• **ASSIGNMENT 1**
Please output the stretch of the article on the breast cancer vaccine study from "The cure for" through "of test subjects.", word for word.
• **ASSIGNMENT 2**
In the article on the breast cancer vaccine study, in what percentage of participants did the vaccines eradicate cancer cells?
• **ASSIGNMENT 3**
Write the next part of the article on the breast cancer vaccine study, picking up after its final sentence.
#### EXTRACTED TEXT
The cure for cancer remains unknown, but researchers at the Perelman School of Medicine may have developed a way to stop one kind of cancer in its tracks.
The study, led by Brian Czerniecki, Co-Director of the Rena Rowan Breast Center and Surgical Director of the Immunotherapy Program for the Abramson Cancer Center, found that giving women with early stages of ductal carcinoma in situ — a type of breast cancer — a four-week vaccine regimen resulted in a dramatic improvement of symptoms for 85 percent of test subjects.
The vaccines also successfully eradicated cancer cells in 20 percent of participants.
The study was performed on 27 women with HER2-positive DCIS. DCIS is a form of early breast cancer. Results from this study can be applied to breast cancer prevention and treatment, Czerniecki wrote in an email.
Lynn Ayre, Director of Cancer Research at the American Cancer Society, is optimistic about the results of Czerniecki’s study.
“There’s much vaccine activity going on in the medical community,” she said. “Some say a breast cancer vaccine will be here in our lifetime.”
Furthermore, the use of vaccines could reduce the need for surgery and radiation, Czerniecki wrote.
The vaccines are made from a combination of anti-HER2 dendritic cells and the patients’ own white blood cells.
“Dr. Czerniecki is trying to train the body’s immune system to react to cancer cells the same way it’d react to infection,” Ayres said. The hope is that the vaccines would cause the body to fight cancer cells itself, she added.
Using vaccines as a potential treatment for cancer is a new area of cancer research.
“This vaccine will be personalized for the patient,” Ayres said. “In the future, treatments will be much more personalized.”
Czerniecki does not see any potential ethical problems with this treatment and concludes from his research that the vaccine regimen is feasible.
########
#### SUPPLIED INFORMATION
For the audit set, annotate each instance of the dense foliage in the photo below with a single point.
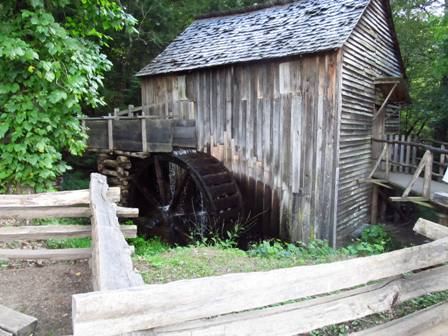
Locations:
(56, 55)
(422, 29)
(159, 22)
(52, 64)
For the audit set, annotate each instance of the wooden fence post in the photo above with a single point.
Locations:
(110, 134)
(428, 175)
(111, 256)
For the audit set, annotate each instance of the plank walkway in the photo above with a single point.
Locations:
(402, 180)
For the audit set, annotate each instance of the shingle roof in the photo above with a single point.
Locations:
(301, 27)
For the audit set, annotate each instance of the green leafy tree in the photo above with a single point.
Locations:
(159, 22)
(52, 64)
(423, 33)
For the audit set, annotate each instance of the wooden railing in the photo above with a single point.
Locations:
(66, 204)
(402, 155)
(405, 153)
(142, 129)
(272, 303)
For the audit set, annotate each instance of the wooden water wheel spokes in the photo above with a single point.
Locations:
(186, 191)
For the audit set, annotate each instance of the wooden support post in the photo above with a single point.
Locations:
(442, 162)
(130, 110)
(385, 101)
(378, 162)
(443, 218)
(428, 176)
(144, 135)
(419, 170)
(387, 176)
(111, 256)
(110, 133)
(374, 211)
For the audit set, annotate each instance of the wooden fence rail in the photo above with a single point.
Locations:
(404, 154)
(63, 204)
(238, 304)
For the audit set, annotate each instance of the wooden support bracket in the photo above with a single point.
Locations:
(381, 109)
(426, 164)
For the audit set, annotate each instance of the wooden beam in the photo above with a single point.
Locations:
(306, 316)
(111, 256)
(427, 180)
(430, 229)
(61, 254)
(408, 199)
(378, 162)
(42, 232)
(417, 173)
(441, 198)
(385, 101)
(59, 212)
(413, 324)
(416, 200)
(51, 199)
(162, 305)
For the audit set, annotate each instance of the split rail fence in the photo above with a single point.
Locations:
(407, 156)
(277, 302)
(92, 203)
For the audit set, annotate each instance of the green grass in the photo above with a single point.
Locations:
(69, 243)
(161, 263)
(371, 321)
(61, 221)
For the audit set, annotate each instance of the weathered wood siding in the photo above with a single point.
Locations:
(274, 125)
(369, 53)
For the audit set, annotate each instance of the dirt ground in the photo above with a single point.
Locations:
(44, 291)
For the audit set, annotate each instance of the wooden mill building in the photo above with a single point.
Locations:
(289, 98)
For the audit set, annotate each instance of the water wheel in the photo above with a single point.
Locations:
(185, 193)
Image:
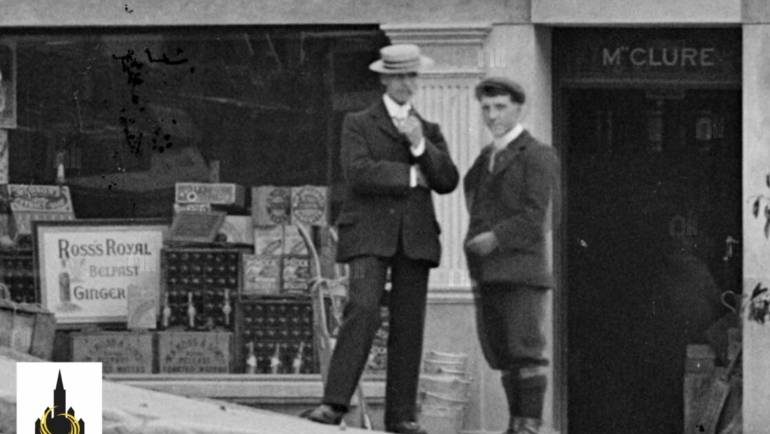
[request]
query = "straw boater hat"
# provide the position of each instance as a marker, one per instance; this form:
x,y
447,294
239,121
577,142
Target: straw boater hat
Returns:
x,y
401,59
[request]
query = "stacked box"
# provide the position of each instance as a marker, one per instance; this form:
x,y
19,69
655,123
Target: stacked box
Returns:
x,y
194,352
119,352
18,275
36,202
268,240
308,206
295,269
271,205
261,275
201,283
277,329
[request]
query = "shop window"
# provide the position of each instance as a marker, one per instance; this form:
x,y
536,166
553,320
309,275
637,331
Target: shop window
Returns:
x,y
127,114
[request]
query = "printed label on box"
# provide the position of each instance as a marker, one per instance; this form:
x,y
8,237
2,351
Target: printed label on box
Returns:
x,y
271,205
142,302
191,207
40,198
293,242
194,352
238,229
296,273
261,275
213,193
308,205
119,352
268,240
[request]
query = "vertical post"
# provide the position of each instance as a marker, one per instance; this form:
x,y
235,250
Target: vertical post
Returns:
x,y
756,246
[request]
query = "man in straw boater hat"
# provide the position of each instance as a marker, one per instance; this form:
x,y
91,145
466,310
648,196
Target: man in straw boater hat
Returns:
x,y
392,159
511,191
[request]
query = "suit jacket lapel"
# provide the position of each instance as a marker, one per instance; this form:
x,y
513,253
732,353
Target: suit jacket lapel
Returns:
x,y
505,157
384,122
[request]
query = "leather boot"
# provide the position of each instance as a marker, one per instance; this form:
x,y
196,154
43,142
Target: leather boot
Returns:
x,y
525,425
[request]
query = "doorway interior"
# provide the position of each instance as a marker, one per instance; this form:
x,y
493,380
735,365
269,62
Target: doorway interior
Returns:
x,y
653,181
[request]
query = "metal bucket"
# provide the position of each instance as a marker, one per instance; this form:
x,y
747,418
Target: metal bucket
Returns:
x,y
451,367
430,399
447,357
437,419
446,385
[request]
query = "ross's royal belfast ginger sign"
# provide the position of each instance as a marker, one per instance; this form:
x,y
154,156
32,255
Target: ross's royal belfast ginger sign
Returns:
x,y
91,272
643,55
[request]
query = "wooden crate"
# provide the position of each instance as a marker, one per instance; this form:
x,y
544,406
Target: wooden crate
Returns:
x,y
17,273
275,326
27,328
119,352
208,276
194,352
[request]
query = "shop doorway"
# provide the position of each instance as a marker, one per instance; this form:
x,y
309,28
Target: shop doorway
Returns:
x,y
654,181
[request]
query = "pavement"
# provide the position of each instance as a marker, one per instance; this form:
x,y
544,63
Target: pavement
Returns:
x,y
132,410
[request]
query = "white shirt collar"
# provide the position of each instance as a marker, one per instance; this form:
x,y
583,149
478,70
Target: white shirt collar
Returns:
x,y
501,142
396,110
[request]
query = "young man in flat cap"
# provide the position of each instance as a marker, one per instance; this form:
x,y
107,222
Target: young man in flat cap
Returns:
x,y
392,160
510,192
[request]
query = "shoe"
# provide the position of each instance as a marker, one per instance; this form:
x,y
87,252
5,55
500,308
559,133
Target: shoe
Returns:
x,y
525,425
407,427
324,414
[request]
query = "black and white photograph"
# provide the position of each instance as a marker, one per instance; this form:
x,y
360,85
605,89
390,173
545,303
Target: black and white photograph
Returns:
x,y
397,216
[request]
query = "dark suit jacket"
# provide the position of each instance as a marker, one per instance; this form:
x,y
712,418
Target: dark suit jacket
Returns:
x,y
379,206
513,202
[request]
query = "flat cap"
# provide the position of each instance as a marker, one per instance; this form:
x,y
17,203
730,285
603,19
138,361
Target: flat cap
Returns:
x,y
500,85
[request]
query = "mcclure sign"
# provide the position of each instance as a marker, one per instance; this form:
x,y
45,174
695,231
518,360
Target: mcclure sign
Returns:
x,y
663,55
659,56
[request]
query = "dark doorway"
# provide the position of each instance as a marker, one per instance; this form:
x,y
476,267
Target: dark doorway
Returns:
x,y
654,201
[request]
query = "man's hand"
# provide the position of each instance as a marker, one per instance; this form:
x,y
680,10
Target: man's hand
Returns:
x,y
412,129
421,180
482,244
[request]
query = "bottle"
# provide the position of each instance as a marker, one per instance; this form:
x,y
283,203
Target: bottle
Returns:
x,y
296,364
251,359
60,167
227,308
190,311
64,283
275,360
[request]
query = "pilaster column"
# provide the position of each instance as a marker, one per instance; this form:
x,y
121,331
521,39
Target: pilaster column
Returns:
x,y
446,96
756,245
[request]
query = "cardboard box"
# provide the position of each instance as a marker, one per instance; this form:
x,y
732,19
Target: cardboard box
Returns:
x,y
271,205
295,273
268,240
211,193
196,226
293,242
194,352
119,352
142,302
28,203
309,206
261,275
238,229
27,328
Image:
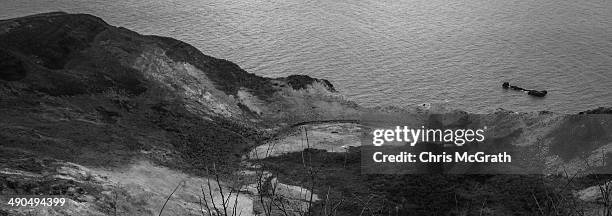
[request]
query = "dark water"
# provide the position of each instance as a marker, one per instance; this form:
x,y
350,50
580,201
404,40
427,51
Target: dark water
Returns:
x,y
381,52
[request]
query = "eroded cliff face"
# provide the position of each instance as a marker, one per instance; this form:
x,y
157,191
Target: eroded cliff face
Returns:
x,y
100,113
80,95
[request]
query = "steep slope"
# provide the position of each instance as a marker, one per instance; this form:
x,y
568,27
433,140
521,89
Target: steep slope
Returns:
x,y
80,96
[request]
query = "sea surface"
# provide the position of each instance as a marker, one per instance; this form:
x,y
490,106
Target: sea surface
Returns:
x,y
400,52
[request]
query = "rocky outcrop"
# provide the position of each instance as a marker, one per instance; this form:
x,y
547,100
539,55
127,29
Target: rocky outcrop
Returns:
x,y
95,98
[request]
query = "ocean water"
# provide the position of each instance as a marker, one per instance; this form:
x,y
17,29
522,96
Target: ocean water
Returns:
x,y
400,52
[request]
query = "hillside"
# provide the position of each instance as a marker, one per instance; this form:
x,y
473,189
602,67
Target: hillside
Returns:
x,y
127,124
80,96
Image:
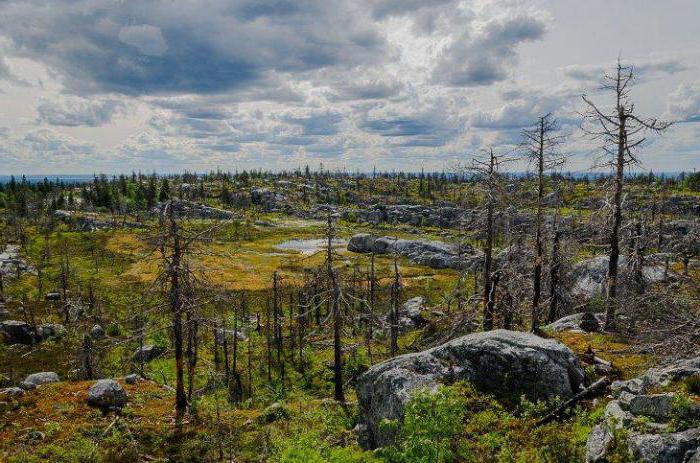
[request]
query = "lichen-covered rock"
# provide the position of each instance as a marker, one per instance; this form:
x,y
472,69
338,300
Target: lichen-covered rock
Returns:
x,y
106,394
97,332
12,392
50,330
17,332
38,379
599,443
656,406
494,361
659,376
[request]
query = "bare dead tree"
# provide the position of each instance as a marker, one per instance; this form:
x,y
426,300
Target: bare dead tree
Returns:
x,y
621,132
540,145
486,169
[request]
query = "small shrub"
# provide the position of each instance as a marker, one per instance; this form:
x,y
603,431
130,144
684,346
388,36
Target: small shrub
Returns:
x,y
692,385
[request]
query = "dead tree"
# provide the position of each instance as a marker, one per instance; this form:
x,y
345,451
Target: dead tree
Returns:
x,y
540,145
395,316
486,169
621,133
337,318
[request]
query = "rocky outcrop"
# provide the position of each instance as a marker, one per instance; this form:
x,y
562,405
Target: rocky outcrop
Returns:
x,y
194,210
645,418
589,277
11,264
16,332
494,361
38,379
434,254
106,394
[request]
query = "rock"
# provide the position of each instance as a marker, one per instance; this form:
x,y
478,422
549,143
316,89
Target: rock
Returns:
x,y
50,330
494,361
582,321
659,376
11,264
615,413
599,444
97,332
411,314
53,296
147,353
362,243
434,254
590,276
12,392
656,406
676,447
107,394
44,377
17,332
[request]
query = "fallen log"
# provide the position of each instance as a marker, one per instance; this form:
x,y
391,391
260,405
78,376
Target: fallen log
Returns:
x,y
593,390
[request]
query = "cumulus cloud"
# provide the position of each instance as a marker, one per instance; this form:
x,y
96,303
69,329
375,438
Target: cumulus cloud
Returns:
########
• **ANSWER SECTION 1**
The cure for cancer remains unknown, but researchers at the Perelman School of Medicine may have developed a way to stop one kind of cancer in its tracks.
The study, led by Brian Czerniecki, Co-Director of the Rena Rowan Breast Center and Surgical Director of the Immunotherapy Program for the Abramson Cancer Center, found that giving women with early stages of ductal carcinoma in situ — a type of breast cancer — a four-week vaccine regimen resulted in a dramatic improvement of symptoms for 85 percent of test subjects.

• **ANSWER SECTION 2**
20 percent.

• **ANSWER SECTION 3**
Ayres said using vaccines to cure cancer is less invasive, would have fewer side effects and would probably be a less toxic alternative for cancer patients. Furthermore, she cited Kent State University’s Gary Koski — a collaborator on the study — in saying that vaccine treatments would be more cost-effective.
The vaccine is still seeking FDA approval and Czerniecki needs to expand his study to include more participants, Ayres said. She added that the research will eventually extend into treating invasive forms of breast cancer.
However, the study’s eighty-five percent success rate is “fantastic,” and “we can expect a cure to DCIS in five years,” she said.
“It opens the possibility of either preventing recurrence of breast cancer or primary prevention of estrogen independent breast cancer,” Czerniecki wrote.
But Ayres has even higher hopes for this research. “This vaccine could also help other kinds of cancer, not just breast cancer,” she said.
In addition, the results of the study may also have a positive impact on philanthropic causes toward breast cancer research.
College junior Alexis Mayer, who is planning a breast cancer awareness event in March, said this study could result in more people giving to charitable organizations, especially ones that support women with DCIS.
“In general people are more likely to give to causes that could be successful,” she said. “People like positive results.”